#### [ASSIGNMENT]
Your task is to reproduce the entries below word for word.
========
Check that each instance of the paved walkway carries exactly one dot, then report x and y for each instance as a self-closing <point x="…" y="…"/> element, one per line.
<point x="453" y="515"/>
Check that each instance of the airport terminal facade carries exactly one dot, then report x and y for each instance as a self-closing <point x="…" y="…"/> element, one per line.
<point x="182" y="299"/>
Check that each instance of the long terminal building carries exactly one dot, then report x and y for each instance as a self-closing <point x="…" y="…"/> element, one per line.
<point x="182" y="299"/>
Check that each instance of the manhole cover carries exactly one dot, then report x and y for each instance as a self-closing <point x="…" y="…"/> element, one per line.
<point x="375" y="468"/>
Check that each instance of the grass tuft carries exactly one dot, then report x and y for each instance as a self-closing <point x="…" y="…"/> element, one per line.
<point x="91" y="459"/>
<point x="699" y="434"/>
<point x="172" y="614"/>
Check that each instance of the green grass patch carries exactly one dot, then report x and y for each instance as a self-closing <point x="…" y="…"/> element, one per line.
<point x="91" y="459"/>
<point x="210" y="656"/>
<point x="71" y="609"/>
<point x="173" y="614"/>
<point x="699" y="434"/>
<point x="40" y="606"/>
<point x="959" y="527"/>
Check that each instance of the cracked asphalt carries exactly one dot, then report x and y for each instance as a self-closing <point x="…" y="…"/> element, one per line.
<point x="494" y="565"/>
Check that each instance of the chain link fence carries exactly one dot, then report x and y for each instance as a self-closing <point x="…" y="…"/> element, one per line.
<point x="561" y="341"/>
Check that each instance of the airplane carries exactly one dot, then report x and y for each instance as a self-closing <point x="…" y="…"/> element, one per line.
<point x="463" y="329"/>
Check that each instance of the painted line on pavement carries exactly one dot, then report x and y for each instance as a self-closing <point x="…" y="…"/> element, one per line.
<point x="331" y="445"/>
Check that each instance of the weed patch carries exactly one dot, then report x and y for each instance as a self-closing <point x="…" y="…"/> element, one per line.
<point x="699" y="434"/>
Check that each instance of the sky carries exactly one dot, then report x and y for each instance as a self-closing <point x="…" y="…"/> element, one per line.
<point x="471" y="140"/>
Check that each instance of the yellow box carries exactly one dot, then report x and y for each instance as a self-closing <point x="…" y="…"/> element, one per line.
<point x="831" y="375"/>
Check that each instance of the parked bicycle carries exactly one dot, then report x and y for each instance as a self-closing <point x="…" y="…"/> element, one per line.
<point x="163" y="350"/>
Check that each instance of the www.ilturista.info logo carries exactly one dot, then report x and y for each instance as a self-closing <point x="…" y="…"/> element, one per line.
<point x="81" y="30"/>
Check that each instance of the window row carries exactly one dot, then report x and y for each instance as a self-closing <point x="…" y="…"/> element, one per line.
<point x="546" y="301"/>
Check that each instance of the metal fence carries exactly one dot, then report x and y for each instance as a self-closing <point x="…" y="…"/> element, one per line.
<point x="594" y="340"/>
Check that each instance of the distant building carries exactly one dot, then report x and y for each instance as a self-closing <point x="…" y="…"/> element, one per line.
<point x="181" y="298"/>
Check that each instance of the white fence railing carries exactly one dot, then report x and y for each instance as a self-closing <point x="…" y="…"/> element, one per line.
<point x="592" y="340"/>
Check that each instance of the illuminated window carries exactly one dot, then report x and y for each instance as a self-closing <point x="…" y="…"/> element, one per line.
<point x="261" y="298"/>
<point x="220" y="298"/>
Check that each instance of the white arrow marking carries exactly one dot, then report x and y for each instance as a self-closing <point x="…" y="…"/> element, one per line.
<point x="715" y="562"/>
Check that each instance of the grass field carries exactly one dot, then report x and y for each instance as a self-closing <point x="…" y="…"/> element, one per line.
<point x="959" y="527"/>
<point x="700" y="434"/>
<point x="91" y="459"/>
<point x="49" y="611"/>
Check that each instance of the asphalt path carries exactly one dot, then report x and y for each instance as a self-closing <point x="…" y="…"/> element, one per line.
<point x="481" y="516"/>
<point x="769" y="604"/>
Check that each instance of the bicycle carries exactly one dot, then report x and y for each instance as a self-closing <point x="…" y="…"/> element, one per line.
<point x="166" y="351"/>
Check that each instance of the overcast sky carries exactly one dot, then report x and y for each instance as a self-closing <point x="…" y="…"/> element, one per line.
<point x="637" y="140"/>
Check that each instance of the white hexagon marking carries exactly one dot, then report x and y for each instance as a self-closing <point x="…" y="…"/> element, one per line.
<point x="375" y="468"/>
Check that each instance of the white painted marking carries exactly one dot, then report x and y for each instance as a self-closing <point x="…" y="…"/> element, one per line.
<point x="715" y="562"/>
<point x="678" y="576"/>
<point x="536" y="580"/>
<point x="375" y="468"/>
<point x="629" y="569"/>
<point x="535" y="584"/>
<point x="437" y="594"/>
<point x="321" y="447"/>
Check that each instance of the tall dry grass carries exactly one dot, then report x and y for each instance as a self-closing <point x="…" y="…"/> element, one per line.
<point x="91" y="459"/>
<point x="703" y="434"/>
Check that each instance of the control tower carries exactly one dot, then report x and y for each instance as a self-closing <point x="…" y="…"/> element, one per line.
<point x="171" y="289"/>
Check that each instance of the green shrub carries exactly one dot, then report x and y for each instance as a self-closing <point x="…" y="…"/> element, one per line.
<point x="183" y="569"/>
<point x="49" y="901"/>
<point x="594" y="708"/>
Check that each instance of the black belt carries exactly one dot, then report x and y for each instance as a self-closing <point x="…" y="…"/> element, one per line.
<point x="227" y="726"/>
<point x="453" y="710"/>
========
#### [EXPECTED ANSWER]
Check that each instance of the paved walkway carries exactly one dot, then report x and y for each instance as a self-closing <point x="…" y="…"/> element, one per line.
<point x="453" y="515"/>
Check that each instance of the airport terminal facade carries exactly one dot, then report x and y for each instance as a self-closing <point x="…" y="…"/> element, one per line.
<point x="182" y="299"/>
Check that each instance of the long terminal building carries exactly one dot, then report x and y for each instance as a self-closing <point x="…" y="…"/> element, one per line.
<point x="182" y="299"/>
Check that each instance of the manhole cover carries exactly one dot, then report x and y for each instance as a self-closing <point x="…" y="…"/> element, one per line.
<point x="375" y="468"/>
Check that each instance of the grass tuft carries exactly one dot, then report x and y for each instance as a self-closing <point x="…" y="…"/> element, one per line.
<point x="91" y="459"/>
<point x="699" y="434"/>
<point x="172" y="614"/>
Check that each instance of the green grass patch carries exactly one dot, then report x and y for each instance as a self-closing <point x="…" y="…"/> element, one per line.
<point x="91" y="459"/>
<point x="210" y="656"/>
<point x="71" y="609"/>
<point x="173" y="614"/>
<point x="699" y="434"/>
<point x="40" y="606"/>
<point x="959" y="527"/>
Check that each instance of the cracked asphalt carries exactly one dot, then report x and y for each instance as a self-closing <point x="…" y="…"/> element, one per line.
<point x="494" y="565"/>
Check that each instance of the chain link fence carries exactly one dot, then report x and y for each instance as a self-closing <point x="…" y="…"/> element, one per line.
<point x="561" y="341"/>
Check that each instance of the airplane carries exactly one dot, then report x and y for each instance as a self-closing <point x="…" y="…"/> element, one per line.
<point x="463" y="329"/>
Check that each instance of the painted line on pavement carries exactly one dot, then report x and y for each instance as a self-closing <point x="…" y="…"/> element, one per line.
<point x="331" y="445"/>
Check that each instance of the weed patch carries exactly one dot, then report x and y for each instance as a self-closing <point x="…" y="…"/> element, one per line.
<point x="699" y="434"/>
Check that each instance of the sky carries exactly one dot, then report x and y for each instance as a self-closing <point x="…" y="…"/> element, one per line.
<point x="471" y="140"/>
Check that each instance of the yellow box carries exactly one dot, then report x and y for each instance as a self-closing <point x="…" y="…"/> element, one per line.
<point x="831" y="375"/>
Check that each instance of the parked bicycle carries exactly one dot, then report x and y for each instance as a self-closing <point x="…" y="…"/> element, one per line.
<point x="163" y="350"/>
Check that each instance of the www.ilturista.info logo carries exactly one dot, then report x and y for each instance as a self-closing <point x="…" y="…"/> element, one per line.
<point x="81" y="30"/>
Check that each instance of the window row carries exactly one dot, then report x and y for each instance as a self-closing <point x="…" y="…"/> element, one per line.
<point x="546" y="301"/>
Check that each instance of the metal fence carries exactly one dot, then report x and y for each instance as a self-closing <point x="…" y="…"/> element, one per line.
<point x="594" y="340"/>
Check that each instance of the distant building carries exactly one dot, then report x and y for each instance as a self-closing <point x="…" y="…"/> element, one per line.
<point x="181" y="298"/>
Check that each instance of the white fence railing carries exactly one dot, then report x and y for each instance as a self-closing <point x="…" y="…"/> element, one per line.
<point x="592" y="340"/>
Check that each instance of the illuminated window carries exactly one dot, then report x and y for each instance as a self-closing <point x="…" y="…"/> element, one per line.
<point x="261" y="298"/>
<point x="220" y="298"/>
Check that each instance of the white arrow marking carries exactly one dot, then report x and y for each instance as a self-closing <point x="…" y="…"/> element, one per line.
<point x="715" y="562"/>
Check that each instance of the grass field carries exactly one dot, then report x and y for each instance as a self-closing <point x="…" y="…"/> element, one per line.
<point x="959" y="527"/>
<point x="700" y="434"/>
<point x="91" y="459"/>
<point x="49" y="611"/>
Check that each instance of the asphalt path carries exactly one dot, then report x and y for each instance as a self-closing <point x="…" y="…"/> element, one per line.
<point x="481" y="516"/>
<point x="769" y="604"/>
Check that each instance of the bicycle carries exactly one dot, then report x and y for each instance as a self-closing <point x="…" y="…"/> element, one per line.
<point x="166" y="351"/>
Check that each instance of the overcast sky carries exactly one dot, then report x and y for each instance as a self-closing <point x="…" y="…"/> element, one per line.
<point x="637" y="140"/>
Check that each instance of the white hexagon marking carries exactly one dot, then report x and y for each instance as a self-closing <point x="…" y="…"/> element, one per line.
<point x="375" y="468"/>
Check that each instance of the white painted marking carries exactly one dot, then report x and y for each instance as a self-closing <point x="…" y="…"/> element, one per line.
<point x="715" y="562"/>
<point x="678" y="576"/>
<point x="536" y="580"/>
<point x="375" y="468"/>
<point x="629" y="569"/>
<point x="535" y="584"/>
<point x="437" y="594"/>
<point x="321" y="447"/>
Check that each instance of the tall dry grass carries exactly one dot, then report x and y for each instance as a self-closing <point x="…" y="…"/> element, one per line.
<point x="91" y="459"/>
<point x="703" y="434"/>
Check that each instance of the control tower carries exactly one dot, then report x and y for each instance as a self-closing <point x="…" y="…"/> element, one per line.
<point x="171" y="289"/>
Check that each instance of the green shrub carries exactly one dot, then report x and y for each instance as a self-closing <point x="…" y="…"/> element, one per line.
<point x="183" y="569"/>
<point x="49" y="901"/>
<point x="594" y="708"/>
Check that each instance of the black belt carries exactly one dot, then report x and y for each instance as a self-closing <point x="…" y="…"/> element, one per line.
<point x="227" y="726"/>
<point x="453" y="710"/>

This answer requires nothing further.